### Description of the task
Repeat each line exactly, leaving nothing out.

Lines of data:
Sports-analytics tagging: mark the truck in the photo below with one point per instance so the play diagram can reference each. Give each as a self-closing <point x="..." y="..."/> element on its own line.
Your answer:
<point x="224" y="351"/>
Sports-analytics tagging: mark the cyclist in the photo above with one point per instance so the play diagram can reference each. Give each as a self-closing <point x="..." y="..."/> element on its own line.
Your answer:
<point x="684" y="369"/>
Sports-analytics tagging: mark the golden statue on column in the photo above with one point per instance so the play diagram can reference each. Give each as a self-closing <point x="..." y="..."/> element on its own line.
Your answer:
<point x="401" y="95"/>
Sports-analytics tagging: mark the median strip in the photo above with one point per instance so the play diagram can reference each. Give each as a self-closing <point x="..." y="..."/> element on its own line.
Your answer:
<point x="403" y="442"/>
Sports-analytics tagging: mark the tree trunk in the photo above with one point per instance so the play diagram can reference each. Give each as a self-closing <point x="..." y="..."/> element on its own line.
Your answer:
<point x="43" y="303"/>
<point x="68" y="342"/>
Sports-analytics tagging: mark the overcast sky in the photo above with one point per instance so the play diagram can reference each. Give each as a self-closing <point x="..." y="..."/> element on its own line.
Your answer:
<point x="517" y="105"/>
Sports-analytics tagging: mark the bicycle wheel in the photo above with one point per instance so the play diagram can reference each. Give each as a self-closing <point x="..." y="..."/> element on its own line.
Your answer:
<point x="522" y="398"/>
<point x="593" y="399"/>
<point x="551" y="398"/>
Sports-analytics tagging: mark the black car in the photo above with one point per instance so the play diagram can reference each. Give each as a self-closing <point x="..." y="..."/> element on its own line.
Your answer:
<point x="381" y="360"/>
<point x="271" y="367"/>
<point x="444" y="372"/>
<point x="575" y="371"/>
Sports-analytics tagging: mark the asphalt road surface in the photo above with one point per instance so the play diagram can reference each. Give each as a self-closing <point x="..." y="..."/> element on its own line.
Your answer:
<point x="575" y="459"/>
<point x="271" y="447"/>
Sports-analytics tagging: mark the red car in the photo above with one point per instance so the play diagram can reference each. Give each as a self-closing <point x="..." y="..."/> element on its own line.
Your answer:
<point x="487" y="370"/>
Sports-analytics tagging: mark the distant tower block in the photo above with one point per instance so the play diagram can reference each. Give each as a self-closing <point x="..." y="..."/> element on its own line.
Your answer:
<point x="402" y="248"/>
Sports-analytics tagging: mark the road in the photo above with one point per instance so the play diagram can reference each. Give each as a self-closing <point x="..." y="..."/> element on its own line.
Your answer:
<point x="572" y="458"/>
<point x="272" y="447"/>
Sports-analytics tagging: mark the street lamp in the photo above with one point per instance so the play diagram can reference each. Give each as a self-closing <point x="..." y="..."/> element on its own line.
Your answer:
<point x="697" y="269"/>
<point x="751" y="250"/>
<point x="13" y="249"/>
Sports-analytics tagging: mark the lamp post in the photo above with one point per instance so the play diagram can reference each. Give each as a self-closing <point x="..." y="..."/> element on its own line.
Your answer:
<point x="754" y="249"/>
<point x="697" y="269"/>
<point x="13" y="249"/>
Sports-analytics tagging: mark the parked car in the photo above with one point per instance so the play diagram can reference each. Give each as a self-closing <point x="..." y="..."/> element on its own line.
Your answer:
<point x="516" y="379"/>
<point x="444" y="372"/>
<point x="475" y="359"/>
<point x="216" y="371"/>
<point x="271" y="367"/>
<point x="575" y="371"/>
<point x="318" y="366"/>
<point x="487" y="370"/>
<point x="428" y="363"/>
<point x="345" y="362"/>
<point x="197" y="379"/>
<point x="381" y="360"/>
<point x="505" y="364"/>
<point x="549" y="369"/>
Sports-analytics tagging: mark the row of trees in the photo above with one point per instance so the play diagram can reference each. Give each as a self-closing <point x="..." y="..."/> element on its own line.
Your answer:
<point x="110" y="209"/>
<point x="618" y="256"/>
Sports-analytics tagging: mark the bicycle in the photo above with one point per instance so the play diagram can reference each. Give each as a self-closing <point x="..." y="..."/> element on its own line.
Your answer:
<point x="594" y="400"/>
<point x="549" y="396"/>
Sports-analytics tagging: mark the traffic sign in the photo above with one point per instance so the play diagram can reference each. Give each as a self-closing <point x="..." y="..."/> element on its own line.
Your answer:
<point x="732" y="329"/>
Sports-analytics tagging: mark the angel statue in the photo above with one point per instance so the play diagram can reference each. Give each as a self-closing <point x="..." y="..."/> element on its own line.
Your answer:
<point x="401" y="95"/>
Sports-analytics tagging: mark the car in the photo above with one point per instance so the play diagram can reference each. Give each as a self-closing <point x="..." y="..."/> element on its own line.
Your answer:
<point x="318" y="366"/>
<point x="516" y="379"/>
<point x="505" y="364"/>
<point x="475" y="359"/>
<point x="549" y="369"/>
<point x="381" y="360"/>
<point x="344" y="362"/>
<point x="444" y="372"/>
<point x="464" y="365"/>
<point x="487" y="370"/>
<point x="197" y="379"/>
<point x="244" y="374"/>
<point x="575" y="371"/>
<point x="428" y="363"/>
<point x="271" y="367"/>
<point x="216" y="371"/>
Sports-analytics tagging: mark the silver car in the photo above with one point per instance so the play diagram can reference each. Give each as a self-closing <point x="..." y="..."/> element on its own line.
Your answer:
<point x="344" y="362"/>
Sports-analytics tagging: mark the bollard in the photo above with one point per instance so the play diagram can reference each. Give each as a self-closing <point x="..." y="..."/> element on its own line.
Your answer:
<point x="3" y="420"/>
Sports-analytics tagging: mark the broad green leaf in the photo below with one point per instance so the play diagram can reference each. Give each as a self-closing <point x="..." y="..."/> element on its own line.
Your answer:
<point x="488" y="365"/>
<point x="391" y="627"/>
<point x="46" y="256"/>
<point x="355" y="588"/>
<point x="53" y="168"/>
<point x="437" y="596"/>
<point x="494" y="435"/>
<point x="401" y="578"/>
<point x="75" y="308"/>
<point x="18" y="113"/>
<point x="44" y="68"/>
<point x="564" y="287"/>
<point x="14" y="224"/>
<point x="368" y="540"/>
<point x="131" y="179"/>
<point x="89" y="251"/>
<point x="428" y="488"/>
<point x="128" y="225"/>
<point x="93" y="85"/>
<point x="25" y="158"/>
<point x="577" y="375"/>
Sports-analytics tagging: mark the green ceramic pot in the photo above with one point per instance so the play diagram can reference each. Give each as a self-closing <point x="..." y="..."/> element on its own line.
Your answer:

### Result of this task
Sports-analytics tagging: mark the truck in the photo below with one point per instance so the play diagram can reference each. Give each as a self-closing <point x="..." y="..."/> element on its own line.
Your answer:
<point x="224" y="351"/>
Sports-analytics tagging: mark the cyclist in the photo above with one point per instance so the play diagram can reference each. Give each as a self-closing <point x="..." y="..."/> element on its own line.
Your answer:
<point x="684" y="369"/>
Sports-analytics tagging: mark the golden statue on column in the photo above with one point per instance so the play diagram can reference each. Give each as a self-closing <point x="..." y="..."/> element on its own line.
Your answer:
<point x="401" y="95"/>
Sports-analytics tagging: mark the median strip in the photo above with one point per instance so the play diagram can reference each. Give each as a self-closing <point x="..." y="..."/> element on its own line.
Your answer:
<point x="403" y="442"/>
Sports-analytics tagging: mark the tree trunk in the photo above with one point per instance so the play diagram can reference each. Give each as a self-closing <point x="..." y="..."/> element on its own line.
Your answer:
<point x="43" y="303"/>
<point x="68" y="342"/>
Sports-analytics tagging: mark the overcast sky in the photo above with one point per instance so the play diagram can reference each. Give each as a self-closing <point x="..." y="..."/> element on its own line.
Your answer:
<point x="517" y="105"/>
Sports-analytics tagging: mark the bicycle wheel in the photo above with one point per instance so the play diagram can reference each. Give each as a self-closing <point x="..." y="..."/> element on its own line.
Your answer:
<point x="522" y="398"/>
<point x="593" y="399"/>
<point x="551" y="398"/>
Sports-analytics tagging: mark the black car in the photo above with one point per instance so the play diagram can reference each. Give each as a self-closing <point x="..." y="..."/> element on its own line.
Your answer:
<point x="381" y="360"/>
<point x="271" y="367"/>
<point x="444" y="372"/>
<point x="575" y="371"/>
Sports-analytics tagging: mark the asphalt road surface in the photo above with one point per instance so the play diagram can reference each. Give each as a self-closing <point x="..." y="..."/> element on its own line.
Your answer:
<point x="575" y="459"/>
<point x="271" y="447"/>
Sports-analytics tagging: mark the red car in the photo above with one point per instance so the play diagram can reference each. Give each as a self-closing <point x="..." y="..."/> element on its own line.
Your answer:
<point x="487" y="370"/>
Sports-analytics tagging: mark the distant tower block in the photo above with one point per instance so the play diagram can reference each. Give each as a self-closing <point x="..." y="..."/> element on its own line.
Your answer:
<point x="402" y="248"/>
Sports-analytics tagging: mark the road in the photo above with one point per instance so the play diagram can reference each. Give each as a self-closing <point x="..." y="..."/> element on its own line.
Your answer:
<point x="572" y="458"/>
<point x="272" y="447"/>
Sports-analytics tagging: mark the street lamp in the photo above with one point per instance so the play diagram can reference each. Give each as a self-closing <point x="..." y="..."/> element on its own line.
Your answer:
<point x="697" y="269"/>
<point x="751" y="250"/>
<point x="13" y="249"/>
Sports-analytics tagging: mark the lamp post in the photo above with one point per instance so the play diagram can reference each. Give each as a self-closing <point x="..." y="..."/> element on its own line.
Your answer:
<point x="754" y="249"/>
<point x="697" y="269"/>
<point x="13" y="249"/>
Sports-analytics tagging: mark the parked car in the photo above with one point per instance so the play diagram can reference each. Give each as a self-closing <point x="..." y="..."/> element on its own line.
Your answer:
<point x="516" y="379"/>
<point x="444" y="372"/>
<point x="475" y="359"/>
<point x="216" y="371"/>
<point x="271" y="367"/>
<point x="575" y="371"/>
<point x="318" y="366"/>
<point x="487" y="370"/>
<point x="428" y="363"/>
<point x="345" y="362"/>
<point x="197" y="379"/>
<point x="381" y="360"/>
<point x="505" y="364"/>
<point x="549" y="369"/>
Sports-analytics tagging: mark the row of trees in the photo above with one point per instance so the play diagram can reference each. Give each as a self-closing <point x="..." y="..."/> element on its own line.
Your answer:
<point x="110" y="209"/>
<point x="618" y="256"/>
Sports-analytics tagging: mark the bicycle in the photo above with one point per instance so the play diagram can reference each. Give each as a self-closing <point x="..." y="..."/> element on its own line.
Your answer:
<point x="594" y="400"/>
<point x="549" y="396"/>
Sports-analytics tagging: mark the traffic sign in the photo above with one point per instance so the play diagram can reference each. Give each as a self-closing <point x="..." y="..."/> element on its own line.
Your answer:
<point x="732" y="329"/>
Sports-analytics tagging: mark the angel statue in the photo above with one point per instance so the play diagram can reference each. Give each as a self-closing <point x="..." y="..."/> element on its own line.
Your answer:
<point x="401" y="95"/>
Sports-analytics tagging: mark the car in the photo above with one point per instance so the play diagram can reference each. Give each as a self-closing <point x="..." y="..."/> element on its own line.
Your answer:
<point x="318" y="366"/>
<point x="516" y="379"/>
<point x="505" y="364"/>
<point x="475" y="359"/>
<point x="549" y="369"/>
<point x="381" y="360"/>
<point x="344" y="362"/>
<point x="444" y="372"/>
<point x="464" y="365"/>
<point x="487" y="370"/>
<point x="197" y="379"/>
<point x="244" y="374"/>
<point x="575" y="371"/>
<point x="428" y="363"/>
<point x="271" y="367"/>
<point x="216" y="371"/>
Sports-analytics tagging: mark the silver car in the photo above with one point per instance so the play diagram can reference each. Give each as a self-closing <point x="..." y="..."/> element on its own line.
Your answer:
<point x="344" y="362"/>
Sports-analytics tagging: mark the bollard in the photo above with one point per instance so the play diagram can reference each. Give each as a self-closing <point x="..." y="..."/> element on its own line.
Your answer:
<point x="3" y="420"/>
Sports-analytics tagging: mark the broad green leaf in the photo below with one point per instance so the play diagram can reference each. Give each as a self-closing <point x="..." y="..."/> element on its own line.
Your answer:
<point x="488" y="365"/>
<point x="391" y="627"/>
<point x="46" y="256"/>
<point x="355" y="588"/>
<point x="53" y="168"/>
<point x="437" y="596"/>
<point x="494" y="435"/>
<point x="401" y="578"/>
<point x="75" y="308"/>
<point x="18" y="113"/>
<point x="44" y="68"/>
<point x="564" y="287"/>
<point x="14" y="224"/>
<point x="368" y="540"/>
<point x="131" y="179"/>
<point x="89" y="251"/>
<point x="428" y="488"/>
<point x="128" y="225"/>
<point x="93" y="85"/>
<point x="25" y="158"/>
<point x="577" y="375"/>
Sports-analytics tagging: mark the green ceramic pot in the photo above with one point per instance so the play diagram can reference each. Give each as a self-closing <point x="..." y="..."/> element on its own line.
Your answer:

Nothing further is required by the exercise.